[Records for identifying positions]
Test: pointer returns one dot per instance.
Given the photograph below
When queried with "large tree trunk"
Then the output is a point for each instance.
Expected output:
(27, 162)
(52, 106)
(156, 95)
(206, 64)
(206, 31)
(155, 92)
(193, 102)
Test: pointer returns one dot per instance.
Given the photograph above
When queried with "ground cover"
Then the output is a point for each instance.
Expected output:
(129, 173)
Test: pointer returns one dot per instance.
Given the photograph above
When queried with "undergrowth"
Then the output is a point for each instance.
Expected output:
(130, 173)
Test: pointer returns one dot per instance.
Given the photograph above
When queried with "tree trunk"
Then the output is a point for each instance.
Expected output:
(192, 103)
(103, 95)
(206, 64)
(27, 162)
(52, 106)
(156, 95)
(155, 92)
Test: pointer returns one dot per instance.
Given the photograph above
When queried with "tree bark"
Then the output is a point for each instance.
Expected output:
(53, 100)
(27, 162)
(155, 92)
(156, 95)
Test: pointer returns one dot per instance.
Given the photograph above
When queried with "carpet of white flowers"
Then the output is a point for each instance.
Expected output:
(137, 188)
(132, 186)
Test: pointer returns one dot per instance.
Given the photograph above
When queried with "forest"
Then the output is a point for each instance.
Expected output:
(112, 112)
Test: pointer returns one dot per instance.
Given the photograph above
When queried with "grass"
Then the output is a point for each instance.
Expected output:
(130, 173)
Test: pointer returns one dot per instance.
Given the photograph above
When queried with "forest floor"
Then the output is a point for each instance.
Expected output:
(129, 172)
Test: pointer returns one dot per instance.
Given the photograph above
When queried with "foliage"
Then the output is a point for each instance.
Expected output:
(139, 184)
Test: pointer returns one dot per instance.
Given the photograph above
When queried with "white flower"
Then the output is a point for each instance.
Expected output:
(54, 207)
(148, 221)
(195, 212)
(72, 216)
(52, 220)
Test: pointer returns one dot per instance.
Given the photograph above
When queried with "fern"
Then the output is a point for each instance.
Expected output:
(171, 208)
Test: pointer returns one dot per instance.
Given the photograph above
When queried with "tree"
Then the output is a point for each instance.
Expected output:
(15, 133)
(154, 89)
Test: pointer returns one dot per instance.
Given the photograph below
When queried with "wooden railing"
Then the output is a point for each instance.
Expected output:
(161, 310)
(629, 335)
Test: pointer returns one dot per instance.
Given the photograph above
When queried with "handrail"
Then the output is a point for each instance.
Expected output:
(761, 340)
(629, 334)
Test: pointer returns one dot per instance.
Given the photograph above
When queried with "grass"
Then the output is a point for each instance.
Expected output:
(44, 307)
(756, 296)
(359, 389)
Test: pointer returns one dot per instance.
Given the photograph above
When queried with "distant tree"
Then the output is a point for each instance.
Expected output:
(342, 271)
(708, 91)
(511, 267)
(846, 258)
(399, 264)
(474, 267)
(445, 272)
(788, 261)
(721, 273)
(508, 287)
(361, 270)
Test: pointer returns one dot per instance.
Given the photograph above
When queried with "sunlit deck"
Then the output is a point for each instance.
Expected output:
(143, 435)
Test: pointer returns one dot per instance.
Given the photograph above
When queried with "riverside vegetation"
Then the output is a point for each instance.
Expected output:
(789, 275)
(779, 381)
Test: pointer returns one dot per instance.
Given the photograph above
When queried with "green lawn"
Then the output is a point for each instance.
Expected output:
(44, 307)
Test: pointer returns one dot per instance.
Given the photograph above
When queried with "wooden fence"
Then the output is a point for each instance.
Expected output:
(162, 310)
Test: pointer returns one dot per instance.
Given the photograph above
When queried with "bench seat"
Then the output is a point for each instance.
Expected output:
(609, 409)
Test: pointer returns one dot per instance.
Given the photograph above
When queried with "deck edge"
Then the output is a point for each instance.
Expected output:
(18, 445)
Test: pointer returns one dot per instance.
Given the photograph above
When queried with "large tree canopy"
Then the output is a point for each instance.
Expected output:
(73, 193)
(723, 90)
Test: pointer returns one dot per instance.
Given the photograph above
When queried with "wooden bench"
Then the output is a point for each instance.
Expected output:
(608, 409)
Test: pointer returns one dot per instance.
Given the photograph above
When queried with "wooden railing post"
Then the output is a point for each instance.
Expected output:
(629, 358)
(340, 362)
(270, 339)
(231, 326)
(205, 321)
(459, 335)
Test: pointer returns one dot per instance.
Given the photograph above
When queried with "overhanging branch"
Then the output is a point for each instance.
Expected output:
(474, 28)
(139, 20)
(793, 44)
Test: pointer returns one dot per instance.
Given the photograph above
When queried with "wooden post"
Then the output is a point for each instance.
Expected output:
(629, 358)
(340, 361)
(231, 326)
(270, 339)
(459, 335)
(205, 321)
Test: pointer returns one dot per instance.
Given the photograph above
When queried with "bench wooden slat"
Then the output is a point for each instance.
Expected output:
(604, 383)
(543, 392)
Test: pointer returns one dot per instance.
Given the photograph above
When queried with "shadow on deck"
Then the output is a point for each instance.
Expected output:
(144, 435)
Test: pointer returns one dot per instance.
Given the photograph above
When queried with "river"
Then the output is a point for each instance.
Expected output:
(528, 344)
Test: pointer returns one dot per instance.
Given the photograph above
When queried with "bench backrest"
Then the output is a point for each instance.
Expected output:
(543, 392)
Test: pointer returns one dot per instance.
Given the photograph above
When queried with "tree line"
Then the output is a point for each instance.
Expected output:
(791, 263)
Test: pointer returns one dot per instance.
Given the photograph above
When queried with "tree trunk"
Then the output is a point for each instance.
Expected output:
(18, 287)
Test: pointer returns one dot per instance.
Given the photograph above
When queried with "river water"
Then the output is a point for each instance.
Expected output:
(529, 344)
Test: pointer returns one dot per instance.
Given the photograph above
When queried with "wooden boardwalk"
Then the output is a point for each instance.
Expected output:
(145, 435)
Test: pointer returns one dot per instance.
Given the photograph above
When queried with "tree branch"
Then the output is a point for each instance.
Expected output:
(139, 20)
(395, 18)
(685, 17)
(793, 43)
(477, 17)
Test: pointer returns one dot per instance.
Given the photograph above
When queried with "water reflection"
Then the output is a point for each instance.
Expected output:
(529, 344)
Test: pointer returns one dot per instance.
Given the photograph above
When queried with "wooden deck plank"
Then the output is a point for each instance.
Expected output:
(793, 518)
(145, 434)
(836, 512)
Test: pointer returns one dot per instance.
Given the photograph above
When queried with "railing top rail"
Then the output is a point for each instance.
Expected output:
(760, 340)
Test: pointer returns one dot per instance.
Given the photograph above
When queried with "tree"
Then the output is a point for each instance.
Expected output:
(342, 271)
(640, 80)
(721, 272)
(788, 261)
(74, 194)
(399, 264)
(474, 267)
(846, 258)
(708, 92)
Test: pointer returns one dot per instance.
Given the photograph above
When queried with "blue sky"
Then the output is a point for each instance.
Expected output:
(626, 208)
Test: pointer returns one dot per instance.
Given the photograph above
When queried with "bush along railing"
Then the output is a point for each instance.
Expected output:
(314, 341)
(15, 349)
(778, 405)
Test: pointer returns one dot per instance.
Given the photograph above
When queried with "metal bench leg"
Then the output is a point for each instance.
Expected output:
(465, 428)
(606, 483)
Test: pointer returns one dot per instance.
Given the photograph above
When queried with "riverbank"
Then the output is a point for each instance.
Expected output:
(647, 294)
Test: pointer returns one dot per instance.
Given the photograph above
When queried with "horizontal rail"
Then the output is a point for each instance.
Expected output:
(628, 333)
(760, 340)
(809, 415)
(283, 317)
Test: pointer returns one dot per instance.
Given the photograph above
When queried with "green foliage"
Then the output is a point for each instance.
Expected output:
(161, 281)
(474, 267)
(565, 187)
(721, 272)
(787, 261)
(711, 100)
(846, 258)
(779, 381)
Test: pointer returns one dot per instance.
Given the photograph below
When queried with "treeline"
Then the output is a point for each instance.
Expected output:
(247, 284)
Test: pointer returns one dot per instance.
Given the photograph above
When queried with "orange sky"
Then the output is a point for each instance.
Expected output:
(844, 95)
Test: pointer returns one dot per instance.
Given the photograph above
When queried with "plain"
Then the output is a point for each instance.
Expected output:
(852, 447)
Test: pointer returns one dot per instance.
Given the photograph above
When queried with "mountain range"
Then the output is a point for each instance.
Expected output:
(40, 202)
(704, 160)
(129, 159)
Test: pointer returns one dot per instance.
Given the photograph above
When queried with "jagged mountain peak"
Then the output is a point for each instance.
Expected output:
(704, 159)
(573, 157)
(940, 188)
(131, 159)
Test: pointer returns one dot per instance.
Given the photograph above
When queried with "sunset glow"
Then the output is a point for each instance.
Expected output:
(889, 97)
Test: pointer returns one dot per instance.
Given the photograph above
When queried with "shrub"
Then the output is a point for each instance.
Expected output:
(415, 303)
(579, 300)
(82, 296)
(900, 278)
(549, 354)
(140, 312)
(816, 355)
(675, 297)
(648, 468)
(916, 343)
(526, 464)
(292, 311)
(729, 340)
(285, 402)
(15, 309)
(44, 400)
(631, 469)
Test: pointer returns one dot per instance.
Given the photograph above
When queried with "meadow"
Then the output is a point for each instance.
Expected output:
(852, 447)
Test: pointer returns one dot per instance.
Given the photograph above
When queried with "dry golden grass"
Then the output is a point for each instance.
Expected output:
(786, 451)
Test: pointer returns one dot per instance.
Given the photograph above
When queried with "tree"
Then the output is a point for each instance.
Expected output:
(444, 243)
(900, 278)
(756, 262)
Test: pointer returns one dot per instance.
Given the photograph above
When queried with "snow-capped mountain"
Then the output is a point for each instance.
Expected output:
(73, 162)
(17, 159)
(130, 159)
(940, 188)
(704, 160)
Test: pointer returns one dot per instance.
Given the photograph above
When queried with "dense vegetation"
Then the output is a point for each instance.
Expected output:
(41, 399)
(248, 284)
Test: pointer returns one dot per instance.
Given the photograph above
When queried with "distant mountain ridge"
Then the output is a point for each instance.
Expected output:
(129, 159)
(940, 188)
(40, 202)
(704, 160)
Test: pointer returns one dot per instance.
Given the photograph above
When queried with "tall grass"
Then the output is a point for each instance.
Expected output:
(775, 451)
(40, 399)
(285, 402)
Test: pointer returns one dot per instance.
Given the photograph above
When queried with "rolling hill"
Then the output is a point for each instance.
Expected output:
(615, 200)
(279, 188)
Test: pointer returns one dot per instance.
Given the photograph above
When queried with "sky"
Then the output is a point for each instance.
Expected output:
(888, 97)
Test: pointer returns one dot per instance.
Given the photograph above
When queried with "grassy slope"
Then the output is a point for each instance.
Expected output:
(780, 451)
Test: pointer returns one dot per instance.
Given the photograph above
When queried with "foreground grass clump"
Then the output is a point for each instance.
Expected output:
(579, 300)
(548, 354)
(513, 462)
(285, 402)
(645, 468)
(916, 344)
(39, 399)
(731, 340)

**OBJECTIVE:**
Count the lines in the records above that contain the word "green". Reply with the number only.

**RESPONSE:**
2